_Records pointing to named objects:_
- - -
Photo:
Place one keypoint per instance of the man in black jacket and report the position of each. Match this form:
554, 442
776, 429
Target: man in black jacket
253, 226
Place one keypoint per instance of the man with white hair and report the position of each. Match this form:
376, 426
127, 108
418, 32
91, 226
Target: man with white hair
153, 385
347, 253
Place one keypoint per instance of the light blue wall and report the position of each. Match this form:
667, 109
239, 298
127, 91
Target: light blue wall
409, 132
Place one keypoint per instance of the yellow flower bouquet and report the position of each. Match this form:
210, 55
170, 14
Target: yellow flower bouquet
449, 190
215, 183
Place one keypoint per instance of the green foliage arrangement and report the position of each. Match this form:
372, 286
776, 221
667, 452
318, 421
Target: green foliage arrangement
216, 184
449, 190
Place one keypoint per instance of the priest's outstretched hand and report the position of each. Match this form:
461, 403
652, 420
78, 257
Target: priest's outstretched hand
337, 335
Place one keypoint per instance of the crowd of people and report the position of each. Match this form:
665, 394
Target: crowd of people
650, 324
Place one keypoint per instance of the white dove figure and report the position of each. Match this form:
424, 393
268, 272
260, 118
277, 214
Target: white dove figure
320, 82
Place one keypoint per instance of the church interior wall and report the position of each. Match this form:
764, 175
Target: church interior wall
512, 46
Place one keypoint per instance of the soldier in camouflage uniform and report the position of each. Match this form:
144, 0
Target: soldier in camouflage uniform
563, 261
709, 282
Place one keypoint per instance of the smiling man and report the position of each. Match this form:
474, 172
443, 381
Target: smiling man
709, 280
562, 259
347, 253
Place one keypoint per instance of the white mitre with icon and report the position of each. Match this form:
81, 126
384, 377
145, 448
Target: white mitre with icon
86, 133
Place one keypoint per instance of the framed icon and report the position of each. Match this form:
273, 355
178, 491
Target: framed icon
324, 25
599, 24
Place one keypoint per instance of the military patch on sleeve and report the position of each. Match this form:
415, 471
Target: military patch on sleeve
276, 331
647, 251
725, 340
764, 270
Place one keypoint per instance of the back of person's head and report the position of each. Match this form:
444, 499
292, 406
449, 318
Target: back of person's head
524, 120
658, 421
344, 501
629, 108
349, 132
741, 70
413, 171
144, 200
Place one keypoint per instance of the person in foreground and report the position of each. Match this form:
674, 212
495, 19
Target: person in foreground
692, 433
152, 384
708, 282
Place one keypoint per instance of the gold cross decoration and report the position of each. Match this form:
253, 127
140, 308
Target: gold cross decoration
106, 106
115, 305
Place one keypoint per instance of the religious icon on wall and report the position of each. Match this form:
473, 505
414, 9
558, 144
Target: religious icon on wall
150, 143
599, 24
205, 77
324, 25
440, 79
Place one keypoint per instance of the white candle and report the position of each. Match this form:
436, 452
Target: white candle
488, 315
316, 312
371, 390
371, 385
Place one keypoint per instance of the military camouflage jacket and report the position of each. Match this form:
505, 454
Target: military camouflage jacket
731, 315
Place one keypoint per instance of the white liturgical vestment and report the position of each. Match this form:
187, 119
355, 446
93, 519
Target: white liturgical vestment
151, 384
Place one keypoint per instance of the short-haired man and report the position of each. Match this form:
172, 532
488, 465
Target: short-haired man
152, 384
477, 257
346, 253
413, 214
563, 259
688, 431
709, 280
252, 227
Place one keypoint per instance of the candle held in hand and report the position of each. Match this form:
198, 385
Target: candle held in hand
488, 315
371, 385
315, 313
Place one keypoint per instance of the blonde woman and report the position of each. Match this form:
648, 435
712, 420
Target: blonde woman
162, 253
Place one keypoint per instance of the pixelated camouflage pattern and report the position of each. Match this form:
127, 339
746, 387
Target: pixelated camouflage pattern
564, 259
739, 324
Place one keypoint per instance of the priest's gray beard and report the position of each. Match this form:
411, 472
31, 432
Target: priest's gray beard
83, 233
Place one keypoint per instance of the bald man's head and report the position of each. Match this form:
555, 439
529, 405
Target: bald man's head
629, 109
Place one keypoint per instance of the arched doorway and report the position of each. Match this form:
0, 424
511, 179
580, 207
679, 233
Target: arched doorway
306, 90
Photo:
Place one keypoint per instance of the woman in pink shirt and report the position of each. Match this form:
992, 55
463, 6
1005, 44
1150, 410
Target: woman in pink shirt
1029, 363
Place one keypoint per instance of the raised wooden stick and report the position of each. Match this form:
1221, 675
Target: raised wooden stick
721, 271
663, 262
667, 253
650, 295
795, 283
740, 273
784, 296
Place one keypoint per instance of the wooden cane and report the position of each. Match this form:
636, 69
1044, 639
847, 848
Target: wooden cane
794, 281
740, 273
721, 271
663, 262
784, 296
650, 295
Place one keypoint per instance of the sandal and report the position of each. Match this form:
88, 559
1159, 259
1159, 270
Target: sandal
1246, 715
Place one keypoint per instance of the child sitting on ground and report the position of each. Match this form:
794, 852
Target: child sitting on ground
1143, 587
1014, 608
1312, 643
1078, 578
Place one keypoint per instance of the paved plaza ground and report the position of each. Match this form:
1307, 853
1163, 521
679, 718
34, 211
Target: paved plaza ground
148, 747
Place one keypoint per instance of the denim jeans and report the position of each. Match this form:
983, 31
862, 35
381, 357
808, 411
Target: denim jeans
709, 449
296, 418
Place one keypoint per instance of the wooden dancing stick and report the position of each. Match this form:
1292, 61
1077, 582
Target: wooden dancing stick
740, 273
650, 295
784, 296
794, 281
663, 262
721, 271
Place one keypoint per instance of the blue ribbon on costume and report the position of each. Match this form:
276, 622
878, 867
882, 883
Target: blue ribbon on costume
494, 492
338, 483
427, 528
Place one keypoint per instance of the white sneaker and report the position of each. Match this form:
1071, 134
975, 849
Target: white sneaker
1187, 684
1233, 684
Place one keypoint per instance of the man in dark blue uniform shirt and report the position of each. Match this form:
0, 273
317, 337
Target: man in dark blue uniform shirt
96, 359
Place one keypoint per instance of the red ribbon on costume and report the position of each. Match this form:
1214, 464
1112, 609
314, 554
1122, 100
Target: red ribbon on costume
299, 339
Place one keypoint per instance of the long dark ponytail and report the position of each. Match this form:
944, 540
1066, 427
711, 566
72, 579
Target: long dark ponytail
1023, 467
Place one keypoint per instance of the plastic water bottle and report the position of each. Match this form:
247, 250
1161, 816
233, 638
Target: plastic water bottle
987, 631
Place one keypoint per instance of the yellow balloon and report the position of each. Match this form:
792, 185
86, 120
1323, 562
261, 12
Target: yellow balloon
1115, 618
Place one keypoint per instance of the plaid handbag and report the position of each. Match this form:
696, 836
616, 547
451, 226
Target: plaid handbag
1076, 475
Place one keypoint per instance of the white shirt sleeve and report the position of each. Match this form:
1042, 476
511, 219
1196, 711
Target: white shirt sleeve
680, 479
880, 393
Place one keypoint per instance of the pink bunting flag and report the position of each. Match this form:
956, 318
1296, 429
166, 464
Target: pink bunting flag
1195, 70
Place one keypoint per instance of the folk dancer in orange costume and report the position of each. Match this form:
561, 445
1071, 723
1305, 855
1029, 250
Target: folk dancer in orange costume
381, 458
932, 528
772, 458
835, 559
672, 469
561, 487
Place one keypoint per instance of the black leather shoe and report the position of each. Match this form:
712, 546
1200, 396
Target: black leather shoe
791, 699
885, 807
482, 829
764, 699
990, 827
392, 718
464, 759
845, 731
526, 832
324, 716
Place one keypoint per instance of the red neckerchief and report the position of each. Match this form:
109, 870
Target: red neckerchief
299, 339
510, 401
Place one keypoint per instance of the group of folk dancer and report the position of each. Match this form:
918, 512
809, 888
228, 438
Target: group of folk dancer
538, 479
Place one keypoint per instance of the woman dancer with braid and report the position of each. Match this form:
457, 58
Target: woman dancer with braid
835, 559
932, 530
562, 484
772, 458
- - -
_The exercise:_ Change "red neckerchief" to "blue neckerchief" in the lines from the one containing "Place one keypoint per instance of the black" through the end of the records, and write out those lines again with nothing else altered.

_Full solution:_
Place one keypoint per instance of the black leather shoe and report the position of each. Match this form:
712, 546
1200, 396
Target: black leather shoe
791, 699
885, 807
482, 829
764, 699
990, 827
392, 718
464, 759
845, 731
526, 832
324, 716
Place one keypoint per instance of the blue neckerchief and report the position of each. Match this form:
109, 870
Target: blue neckerchief
299, 339
510, 401
Place one keypoint per instance of the group of folk dancer and report the position of each. Match this form:
918, 512
809, 888
228, 438
Target: group of folk dancer
538, 479
Place one keypoint per instance of the woman dancer with braid and report the position of each. Match this form:
457, 58
Target: woman dancer with braid
835, 559
932, 530
562, 484
772, 458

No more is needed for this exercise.